> Short task: Quote all of the data below exactly, please.

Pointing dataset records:
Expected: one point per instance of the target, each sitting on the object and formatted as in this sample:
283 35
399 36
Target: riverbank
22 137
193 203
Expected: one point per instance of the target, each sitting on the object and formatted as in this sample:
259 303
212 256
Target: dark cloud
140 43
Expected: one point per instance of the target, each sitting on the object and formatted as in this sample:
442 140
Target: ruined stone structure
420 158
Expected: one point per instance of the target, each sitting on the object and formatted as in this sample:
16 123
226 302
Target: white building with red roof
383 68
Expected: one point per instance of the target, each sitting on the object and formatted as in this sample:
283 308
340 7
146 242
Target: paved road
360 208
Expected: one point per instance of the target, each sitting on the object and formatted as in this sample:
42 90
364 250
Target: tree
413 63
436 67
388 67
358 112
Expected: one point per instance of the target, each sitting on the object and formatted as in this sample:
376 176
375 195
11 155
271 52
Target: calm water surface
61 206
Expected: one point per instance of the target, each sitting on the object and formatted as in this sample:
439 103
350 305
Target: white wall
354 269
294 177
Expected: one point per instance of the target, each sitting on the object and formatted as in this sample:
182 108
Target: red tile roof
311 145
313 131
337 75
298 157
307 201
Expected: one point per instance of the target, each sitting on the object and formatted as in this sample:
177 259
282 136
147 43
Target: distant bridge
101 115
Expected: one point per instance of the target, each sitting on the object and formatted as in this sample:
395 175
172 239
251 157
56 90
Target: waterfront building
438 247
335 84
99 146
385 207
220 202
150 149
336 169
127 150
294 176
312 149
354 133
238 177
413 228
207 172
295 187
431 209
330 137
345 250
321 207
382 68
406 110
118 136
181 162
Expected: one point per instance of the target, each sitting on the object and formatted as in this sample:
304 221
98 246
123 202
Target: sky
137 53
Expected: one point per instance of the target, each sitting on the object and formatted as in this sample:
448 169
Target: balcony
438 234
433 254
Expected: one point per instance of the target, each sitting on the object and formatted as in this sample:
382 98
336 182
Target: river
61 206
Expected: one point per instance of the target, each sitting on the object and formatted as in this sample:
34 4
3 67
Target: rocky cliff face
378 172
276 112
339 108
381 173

> Exercise solution:
Expected: one point per instance of the target, each sitting on the object and formatted as in this sample:
283 35
399 36
Target: riverbank
22 137
193 203
Expected: one point per instance of the target, each sitting on the object and formatted as in this sample:
259 303
212 256
Target: dark cloud
140 43
Expected: one point per instance of the target, each sitting on the object and formatted as in this sample:
442 140
Target: ruined stone structure
420 158
Expected: one point per instance of the target, each sitting on the object and formatted as in this sample:
16 123
226 302
Target: white building with red roof
383 68
Expected: one point per instance of the target, each sitting on the object and formatted as in this sample:
283 308
340 7
146 242
Target: paved road
360 208
Expected: one point per instance of the target, each sitting on the object and formatted as in this sample:
42 90
364 250
Target: tree
413 63
436 67
388 67
358 112
Expected: one point per instance of the target, each sitting on the object and formatted as in this sample:
376 176
375 195
11 155
271 52
Target: calm water surface
61 206
Expected: one point per instance of the target, each sitting on the object and formatted as in this sample:
439 103
350 305
Target: white wall
354 269
294 177
Expected: one point per instance of the target, each sitting on the object and formatted as in this sample:
182 108
Target: red tile roof
311 145
313 131
337 75
298 157
307 201
Expected: one point per instance of the target, each sitting on the object and formatted as in this sample:
177 259
282 136
147 43
Target: distant bridge
101 115
Expected: one point per instance of the target, each sitting on the object and formatted as in this sample:
395 175
172 239
251 157
56 90
Target: waterfront building
438 247
335 84
99 146
385 207
220 202
150 149
336 169
127 150
294 176
312 149
354 133
238 177
413 228
207 172
295 187
431 209
330 137
345 250
321 207
382 68
406 110
118 136
181 162
Expected: one point per instance of the target, each sitting on the object and formatted as in this sample:
304 221
98 246
123 202
Target: sky
137 53
Expected: one point per instance of the target, each sitting on the object and formatted as in this sample:
448 169
Target: balcony
438 234
433 254
Expected: one point per instance of the target, each sitting on the object and formatted as in this sample:
382 98
336 182
Target: river
61 206
Expected: one point per instance of the target, each sitting on the object and formatted as in this sample:
34 4
3 67
Target: rocky cliff face
378 172
276 112
339 108
381 173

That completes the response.